Dataset entries
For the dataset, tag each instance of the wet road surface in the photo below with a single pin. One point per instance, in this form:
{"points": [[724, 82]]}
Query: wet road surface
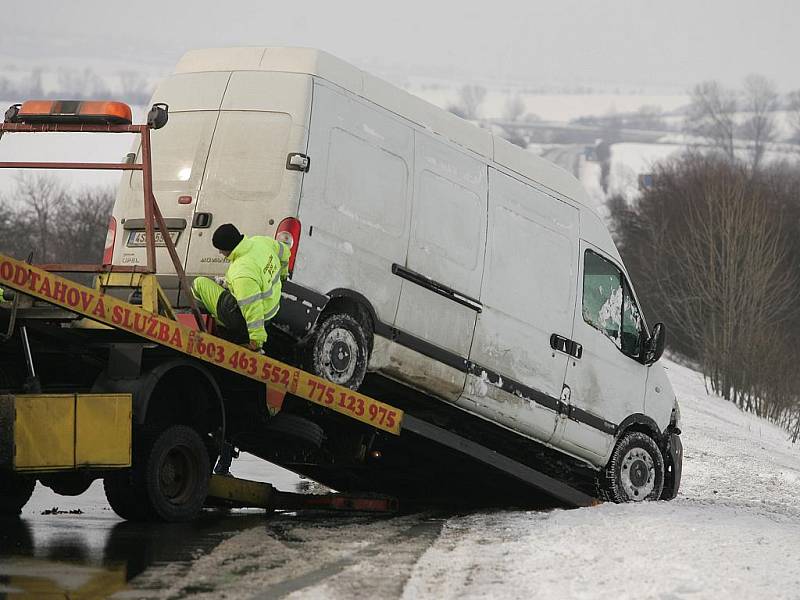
{"points": [[64, 547]]}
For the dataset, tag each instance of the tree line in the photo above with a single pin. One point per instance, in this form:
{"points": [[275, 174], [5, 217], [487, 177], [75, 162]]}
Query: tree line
{"points": [[41, 216], [713, 249]]}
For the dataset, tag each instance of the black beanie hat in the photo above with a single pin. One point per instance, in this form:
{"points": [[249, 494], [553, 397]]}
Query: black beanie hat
{"points": [[226, 237]]}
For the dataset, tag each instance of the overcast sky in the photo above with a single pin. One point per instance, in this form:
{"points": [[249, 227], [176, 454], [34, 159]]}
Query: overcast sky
{"points": [[664, 43]]}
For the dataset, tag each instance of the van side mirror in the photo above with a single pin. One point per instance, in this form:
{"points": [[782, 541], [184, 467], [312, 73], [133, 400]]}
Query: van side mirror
{"points": [[654, 347]]}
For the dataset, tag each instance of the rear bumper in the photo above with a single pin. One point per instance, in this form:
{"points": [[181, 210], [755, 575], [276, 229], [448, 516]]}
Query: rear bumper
{"points": [[674, 465]]}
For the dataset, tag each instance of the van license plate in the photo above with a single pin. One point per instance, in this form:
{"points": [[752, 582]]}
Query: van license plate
{"points": [[138, 239]]}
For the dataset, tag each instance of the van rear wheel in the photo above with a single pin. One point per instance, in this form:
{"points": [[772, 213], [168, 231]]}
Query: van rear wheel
{"points": [[635, 472], [338, 350]]}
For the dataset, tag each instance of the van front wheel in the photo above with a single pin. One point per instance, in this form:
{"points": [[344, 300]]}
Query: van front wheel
{"points": [[338, 350], [636, 470]]}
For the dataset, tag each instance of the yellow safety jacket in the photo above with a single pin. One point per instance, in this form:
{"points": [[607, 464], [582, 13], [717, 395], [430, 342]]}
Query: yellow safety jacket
{"points": [[258, 266]]}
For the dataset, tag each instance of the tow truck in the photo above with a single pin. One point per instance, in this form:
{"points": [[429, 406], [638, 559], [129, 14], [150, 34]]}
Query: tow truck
{"points": [[111, 382]]}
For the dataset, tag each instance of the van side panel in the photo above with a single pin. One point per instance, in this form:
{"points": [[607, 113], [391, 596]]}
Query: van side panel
{"points": [[356, 199], [447, 242], [528, 293]]}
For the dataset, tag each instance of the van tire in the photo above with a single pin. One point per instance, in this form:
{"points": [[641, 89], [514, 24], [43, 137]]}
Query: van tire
{"points": [[177, 474], [338, 350], [139, 493], [15, 491], [635, 472], [296, 428]]}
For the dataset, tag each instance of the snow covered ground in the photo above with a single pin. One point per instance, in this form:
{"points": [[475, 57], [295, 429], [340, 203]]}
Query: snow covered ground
{"points": [[732, 532]]}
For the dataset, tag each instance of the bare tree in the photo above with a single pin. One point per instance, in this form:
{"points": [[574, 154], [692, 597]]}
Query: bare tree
{"points": [[85, 216], [39, 197], [712, 248], [759, 101], [711, 115]]}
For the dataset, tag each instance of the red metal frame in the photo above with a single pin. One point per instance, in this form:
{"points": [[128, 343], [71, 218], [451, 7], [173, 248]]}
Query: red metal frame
{"points": [[152, 213]]}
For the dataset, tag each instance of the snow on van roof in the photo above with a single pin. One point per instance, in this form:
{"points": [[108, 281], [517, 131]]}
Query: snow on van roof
{"points": [[425, 114]]}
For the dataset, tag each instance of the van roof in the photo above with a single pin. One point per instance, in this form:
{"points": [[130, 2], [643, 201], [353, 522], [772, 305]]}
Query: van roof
{"points": [[421, 112]]}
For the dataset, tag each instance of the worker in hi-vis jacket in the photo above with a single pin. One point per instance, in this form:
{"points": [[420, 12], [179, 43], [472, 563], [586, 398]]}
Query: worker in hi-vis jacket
{"points": [[250, 294]]}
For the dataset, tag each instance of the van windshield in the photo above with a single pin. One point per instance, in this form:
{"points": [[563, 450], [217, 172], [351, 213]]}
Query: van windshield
{"points": [[179, 152]]}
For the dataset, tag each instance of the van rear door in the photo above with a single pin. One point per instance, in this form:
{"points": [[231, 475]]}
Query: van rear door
{"points": [[264, 118], [179, 153]]}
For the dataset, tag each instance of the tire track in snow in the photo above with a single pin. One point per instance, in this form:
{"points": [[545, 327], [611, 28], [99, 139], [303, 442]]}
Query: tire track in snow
{"points": [[379, 570]]}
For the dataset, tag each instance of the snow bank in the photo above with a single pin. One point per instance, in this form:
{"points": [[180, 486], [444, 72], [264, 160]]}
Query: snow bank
{"points": [[732, 532]]}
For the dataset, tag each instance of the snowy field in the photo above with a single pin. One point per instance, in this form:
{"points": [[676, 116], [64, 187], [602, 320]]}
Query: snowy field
{"points": [[732, 532]]}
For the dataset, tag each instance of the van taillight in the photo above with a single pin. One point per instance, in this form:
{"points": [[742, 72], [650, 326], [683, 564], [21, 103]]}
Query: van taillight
{"points": [[289, 233], [111, 236]]}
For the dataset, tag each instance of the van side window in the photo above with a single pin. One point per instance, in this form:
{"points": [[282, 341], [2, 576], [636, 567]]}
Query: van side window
{"points": [[609, 306]]}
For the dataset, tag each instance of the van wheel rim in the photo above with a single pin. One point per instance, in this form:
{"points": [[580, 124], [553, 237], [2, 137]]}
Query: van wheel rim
{"points": [[339, 355], [638, 474], [178, 475]]}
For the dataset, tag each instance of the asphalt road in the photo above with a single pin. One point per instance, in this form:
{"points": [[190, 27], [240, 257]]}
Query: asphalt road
{"points": [[76, 547]]}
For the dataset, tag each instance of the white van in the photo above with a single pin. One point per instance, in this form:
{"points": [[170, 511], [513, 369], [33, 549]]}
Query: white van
{"points": [[423, 247]]}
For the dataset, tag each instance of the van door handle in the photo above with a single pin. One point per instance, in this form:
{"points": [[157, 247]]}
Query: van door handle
{"points": [[202, 220], [565, 345]]}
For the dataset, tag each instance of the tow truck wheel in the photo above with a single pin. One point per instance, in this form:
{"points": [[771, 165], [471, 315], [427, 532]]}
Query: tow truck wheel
{"points": [[338, 350], [15, 491], [635, 472], [177, 474]]}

*Task instructions:* Please copy out every one of the records above word for word, but leave out the pictures.

*Exercise output:*
For the dataset, tag each instance of the wet road surface in the photo below with a single pin. One point per instance, in this form:
{"points": [[724, 82]]}
Query: wet road surface
{"points": [[64, 547]]}
For the dataset, tag each instance of the tree line in the photo above with a single pin. One point per instance, in this form:
{"points": [[275, 174], [5, 217], [487, 177], [75, 162]]}
Query: tree line
{"points": [[41, 216], [713, 249]]}
For the dataset, tag each instance of the black beanie hat in the photo above with a single pin. One point per instance, in this form:
{"points": [[249, 494], [553, 397]]}
Query: black beanie hat
{"points": [[226, 237]]}
For the dataset, tag each instance of the overcast sky in the photo above with a single pin. One point per instance, in this form:
{"points": [[249, 227], [176, 454], [34, 159]]}
Query: overcast sky
{"points": [[664, 43]]}
For the dataset, tag each instance of the van side mirror in the photo above with a single pin. One point per instance, in this form:
{"points": [[782, 541], [184, 467], [312, 73], [133, 400]]}
Query: van side mirror
{"points": [[654, 347]]}
For the dataset, tag each instance of the rear bumper in the photo above with a single pin. One point per instance, in this form:
{"points": [[181, 210], [755, 575], [276, 229], [448, 516]]}
Query: rear bumper
{"points": [[674, 465]]}
For the dataset, tag each instance of the van license plate in the photo above with a single pin. One point per instance, in this form:
{"points": [[752, 582]]}
Query: van license plate
{"points": [[138, 239]]}
For the dataset, tag each instance of the van rear wheel in the photo above with a single pin. One point per instance, in this form:
{"points": [[772, 213], [168, 231]]}
Query: van rear wheel
{"points": [[635, 472], [338, 350]]}
For the dataset, tag each instance of the van front wheel in the photo above with a single pin. One point per instance, in this form:
{"points": [[344, 300]]}
Query: van front wheel
{"points": [[338, 350], [636, 470]]}
For the dataset, tag each instance of the yellow safety jacket in the photo above with a single pin. One point per instance, in this form:
{"points": [[607, 464], [582, 13], [717, 395], [430, 342]]}
Query: yellow safety jacket
{"points": [[258, 266]]}
For the dataset, tag each instance of the tow truck in the photo above with a single pin. One point per instance, in this form:
{"points": [[429, 406], [638, 559], [129, 14], [150, 34]]}
Query: tow truck
{"points": [[111, 382]]}
For the dataset, tag each instance of the van side panel in the photo above with a single pin. One point per instance, in this form:
{"points": [[607, 113], [391, 596]]}
Query: van side panel
{"points": [[356, 199], [447, 242], [528, 293]]}
For the dataset, tag each instance of the van tire in the photo above with a single pin. One point per instance, in this form:
{"points": [[641, 89], [514, 24], [43, 137]]}
Query: van tire
{"points": [[177, 474], [338, 350], [139, 493], [15, 491], [635, 472], [296, 428]]}
For the dataset, tag each instance of the snow covered ground in the photo above with a single pin. One point per instance, in this form:
{"points": [[475, 57], [295, 429], [340, 203]]}
Query: snow covered ground
{"points": [[732, 532]]}
For the dataset, tag each instance of the bare tree in the photo above with a single pin. One point per instance, in this form:
{"points": [[574, 154], [692, 597]]}
Query: bare tree
{"points": [[85, 216], [39, 197], [712, 248], [759, 101], [711, 115]]}
For the dataset, tag each instance of the red metal frame in the photo above with a single pin. One point per instance, in this form:
{"points": [[128, 343], [71, 218], [451, 7], [173, 248]]}
Query: red metal frame
{"points": [[152, 213]]}
For the dataset, tag each instance of the snow on van roof in the photo above with a single pin. One point per instance, in this form:
{"points": [[108, 281], [517, 131]]}
Query: snow on van roof
{"points": [[425, 114]]}
For the dataset, tag each instance of the van roof in the photo above with a single pin. One point per instance, in this form:
{"points": [[130, 2], [643, 201], [353, 522], [772, 305]]}
Query: van roof
{"points": [[421, 112]]}
For the dataset, tag each instance of the worker in hi-vis jacket in the photo above with a single pin. One point per instance, in this form:
{"points": [[420, 12], [179, 43], [472, 563], [586, 398]]}
Query: worker in hi-vis jacket
{"points": [[250, 294]]}
For the dataset, tag each instance of the van windshield in the photo above with a single pin. One point per instance, in this form:
{"points": [[563, 450], [217, 172], [351, 213]]}
Query: van windshield
{"points": [[179, 152]]}
For the dataset, tag each instance of the van rear door in the photo above with a single pin. One point per instance, in this form:
{"points": [[231, 475]]}
Query: van rear door
{"points": [[264, 118], [179, 153]]}
For the dataset, tag each instance of the tire track in snow in the photo above with a single pin. One point per instance, in this form:
{"points": [[545, 327], [611, 28], [99, 139], [303, 442]]}
Query: tire track in snow
{"points": [[379, 570]]}
For the dataset, tag each instance of the snow bank in the photo above with a single pin. One point per instance, in this form:
{"points": [[180, 486], [444, 72], [264, 160]]}
Query: snow bank
{"points": [[732, 532]]}
For the dataset, tag each instance of the snowy field in the photo above with a single pin. One point per instance, in this form:
{"points": [[676, 116], [64, 187], [602, 320]]}
Query: snowy field
{"points": [[732, 532]]}
For the dataset, tag each instance of the van taillight in the photo above with a single pin. One point per instance, in this form:
{"points": [[742, 72], [650, 326], [683, 564], [21, 103]]}
Query: van taillight
{"points": [[289, 233], [111, 236]]}
For the dataset, tag each instance of the van side window in the photo above with a single pin. One point per instance, in this form:
{"points": [[282, 341], [2, 576], [636, 567]]}
Query: van side window
{"points": [[609, 306]]}
For the dataset, tag each instance of the van wheel rim in the photo above with a single pin. One point per instance, in this form:
{"points": [[580, 124], [553, 237], [2, 137]]}
Query: van wheel rim
{"points": [[339, 355], [638, 474], [178, 475]]}
For the dataset, tag each instance of the asphalt road in the photo above with a single pin. One point per instance, in this form:
{"points": [[190, 27], [240, 257]]}
Query: asphalt road
{"points": [[76, 547]]}
For the dataset, tag each instance of the white van in the photo above with a single pin. One point per instance, in this form:
{"points": [[170, 511], [513, 369], [33, 549]]}
Query: white van
{"points": [[423, 247]]}
For the dataset, tag each instance of the van door handle in the photo above with a single pin. One point per instance, in this form:
{"points": [[157, 247]]}
Query: van door handle
{"points": [[202, 220], [565, 345]]}
For the dataset, tag each instance of the tow truck wheel in the photo above with a single pin. One point per instance, in this form:
{"points": [[771, 165], [471, 315], [427, 532]]}
Query: tow truck wheel
{"points": [[338, 350], [15, 491], [635, 472], [177, 474]]}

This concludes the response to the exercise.